Tally how many lines of the data below contain the string "dirt". Reply with only the number.
┌─ THE INPUT
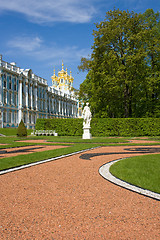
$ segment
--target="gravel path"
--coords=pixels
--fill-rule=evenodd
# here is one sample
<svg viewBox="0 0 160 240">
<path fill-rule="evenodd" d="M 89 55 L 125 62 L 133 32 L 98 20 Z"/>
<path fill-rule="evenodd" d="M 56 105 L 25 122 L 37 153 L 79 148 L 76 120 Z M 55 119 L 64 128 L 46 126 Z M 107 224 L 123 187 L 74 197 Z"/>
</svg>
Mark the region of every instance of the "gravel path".
<svg viewBox="0 0 160 240">
<path fill-rule="evenodd" d="M 77 154 L 0 176 L 0 239 L 160 239 L 160 202 L 98 173 L 106 162 L 140 155 L 134 149 L 102 147 L 87 152 L 90 160 Z"/>
</svg>

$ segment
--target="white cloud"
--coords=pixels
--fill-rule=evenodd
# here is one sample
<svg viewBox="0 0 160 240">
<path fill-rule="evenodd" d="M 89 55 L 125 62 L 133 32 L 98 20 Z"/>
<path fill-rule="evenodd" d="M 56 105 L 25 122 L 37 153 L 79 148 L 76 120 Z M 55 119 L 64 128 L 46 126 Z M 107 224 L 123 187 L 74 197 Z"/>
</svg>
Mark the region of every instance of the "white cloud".
<svg viewBox="0 0 160 240">
<path fill-rule="evenodd" d="M 42 40 L 39 37 L 15 37 L 8 41 L 8 46 L 11 48 L 17 48 L 23 52 L 31 52 L 37 48 L 40 48 Z"/>
<path fill-rule="evenodd" d="M 94 1 L 97 0 L 0 0 L 0 12 L 18 12 L 39 24 L 56 21 L 85 23 L 96 13 Z"/>
</svg>

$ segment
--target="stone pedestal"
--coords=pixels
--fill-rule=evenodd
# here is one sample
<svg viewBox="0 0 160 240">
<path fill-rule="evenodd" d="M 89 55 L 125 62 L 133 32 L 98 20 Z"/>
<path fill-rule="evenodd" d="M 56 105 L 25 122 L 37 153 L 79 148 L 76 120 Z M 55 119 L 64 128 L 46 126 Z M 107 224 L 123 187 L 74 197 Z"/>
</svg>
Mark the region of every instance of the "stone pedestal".
<svg viewBox="0 0 160 240">
<path fill-rule="evenodd" d="M 92 135 L 90 133 L 90 127 L 83 127 L 83 136 L 82 139 L 91 139 Z"/>
</svg>

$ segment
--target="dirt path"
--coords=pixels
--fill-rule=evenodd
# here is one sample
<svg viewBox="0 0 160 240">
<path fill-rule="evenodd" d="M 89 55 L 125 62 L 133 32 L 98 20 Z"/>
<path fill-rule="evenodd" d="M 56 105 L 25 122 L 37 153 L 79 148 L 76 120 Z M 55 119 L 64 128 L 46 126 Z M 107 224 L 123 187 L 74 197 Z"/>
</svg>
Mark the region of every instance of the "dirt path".
<svg viewBox="0 0 160 240">
<path fill-rule="evenodd" d="M 77 154 L 0 176 L 0 239 L 160 239 L 160 202 L 98 173 L 108 161 L 140 155 L 140 146 L 131 148 L 102 147 L 85 153 L 90 160 Z"/>
</svg>

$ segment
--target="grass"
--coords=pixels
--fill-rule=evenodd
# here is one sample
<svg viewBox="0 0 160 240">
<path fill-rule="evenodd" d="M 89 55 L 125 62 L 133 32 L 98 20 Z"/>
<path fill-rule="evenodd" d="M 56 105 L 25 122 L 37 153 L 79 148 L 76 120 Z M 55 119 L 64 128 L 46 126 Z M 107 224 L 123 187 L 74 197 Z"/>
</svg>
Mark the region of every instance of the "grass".
<svg viewBox="0 0 160 240">
<path fill-rule="evenodd" d="M 50 151 L 44 152 L 35 152 L 27 155 L 19 155 L 15 157 L 8 157 L 0 159 L 0 170 L 9 169 L 17 166 L 22 166 L 29 163 L 34 163 L 37 161 L 54 158 L 62 155 L 66 155 L 69 153 L 74 153 L 77 151 L 89 149 L 92 147 L 97 147 L 98 145 L 93 146 L 93 144 L 74 144 L 71 146 L 67 146 L 61 149 L 54 149 Z"/>
<path fill-rule="evenodd" d="M 160 193 L 160 154 L 123 159 L 110 167 L 117 178 Z"/>
<path fill-rule="evenodd" d="M 33 132 L 32 129 L 27 129 L 27 134 L 30 135 Z M 17 135 L 17 128 L 0 128 L 0 134 L 5 136 L 16 136 Z"/>
</svg>

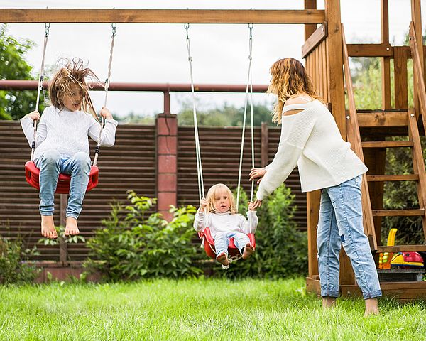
└─
SOLVED PROBLEM: 2